## SHORT TASK
Put the lines below into a Markdown table with two columns, Number and Line, giving each line its own numbered row and skipping any blank lines. Leave the pictures out of the table.

## MATERIAL FOR THIS TASK

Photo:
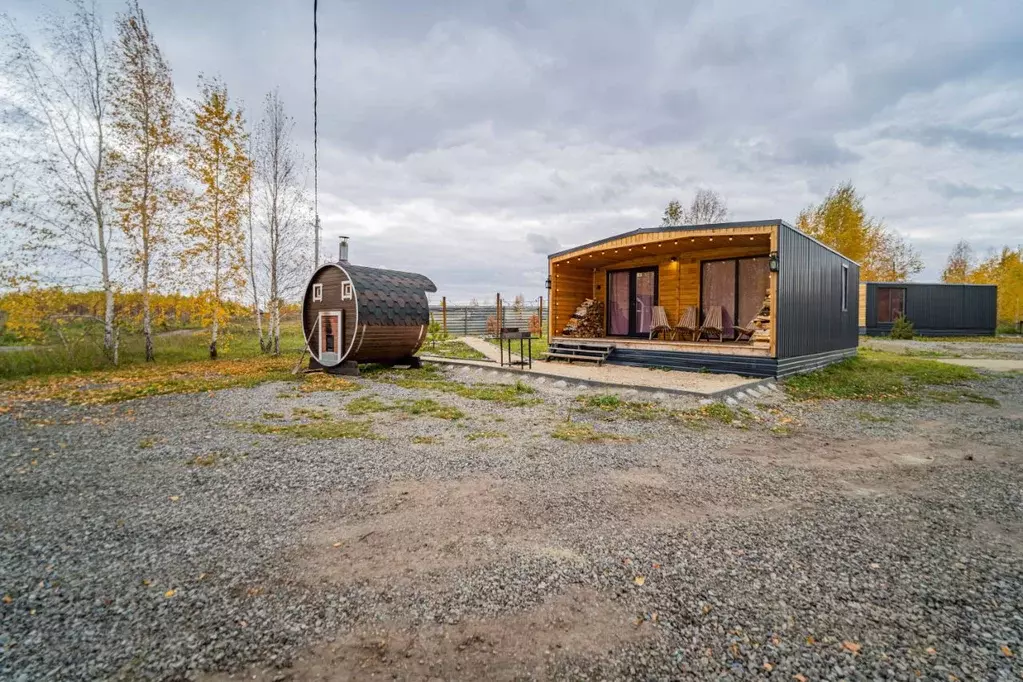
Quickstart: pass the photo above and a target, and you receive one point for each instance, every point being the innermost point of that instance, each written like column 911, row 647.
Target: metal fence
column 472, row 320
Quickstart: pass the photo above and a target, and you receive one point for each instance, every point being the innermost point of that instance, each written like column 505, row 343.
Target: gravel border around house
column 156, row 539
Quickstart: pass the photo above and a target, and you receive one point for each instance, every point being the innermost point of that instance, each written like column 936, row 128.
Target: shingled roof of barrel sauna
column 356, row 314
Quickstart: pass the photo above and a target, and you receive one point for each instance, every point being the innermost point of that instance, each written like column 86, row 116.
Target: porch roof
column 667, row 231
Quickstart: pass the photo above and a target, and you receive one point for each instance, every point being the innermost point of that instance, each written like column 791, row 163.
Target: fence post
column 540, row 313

## SOLUTION FOR THIS EXERCISE
| Number | Line |
|---|---|
| 1 | Photo: |
| 2 | Quickstart: pass the photo above and a target, and you receive one point for each instance, every point being the innermost point of that instance, each written like column 911, row 647. |
| 3 | Target: metal fence |
| 4 | column 472, row 320 |
| 5 | Quickstart: pass the photo above and a target, and you receive one point for each instance, every point being the innermost point of that instance, each written like column 505, row 343. |
| 6 | Target: gravel border around house |
| 7 | column 156, row 539 |
| 8 | Quickstart: pass the photo above and a target, and you receive one point for each instance, every point being the innermost point of that instance, each written like column 936, row 128. |
| 9 | Target: shingled roof of barrel sauna |
| 10 | column 356, row 314 |
| 11 | Quickstart: pass the photo above and a target, and you receive one point for each instance, every point being the innermost point of that instance, each written like column 86, row 116. |
| 12 | Target: porch roof |
| 13 | column 667, row 231 |
| 14 | Quickstart: pass the photo above and a target, and you receive one point for each instance, every point being the innermost point of that instance, each written like column 791, row 163. |
| 15 | Target: fence post |
| 16 | column 540, row 313 |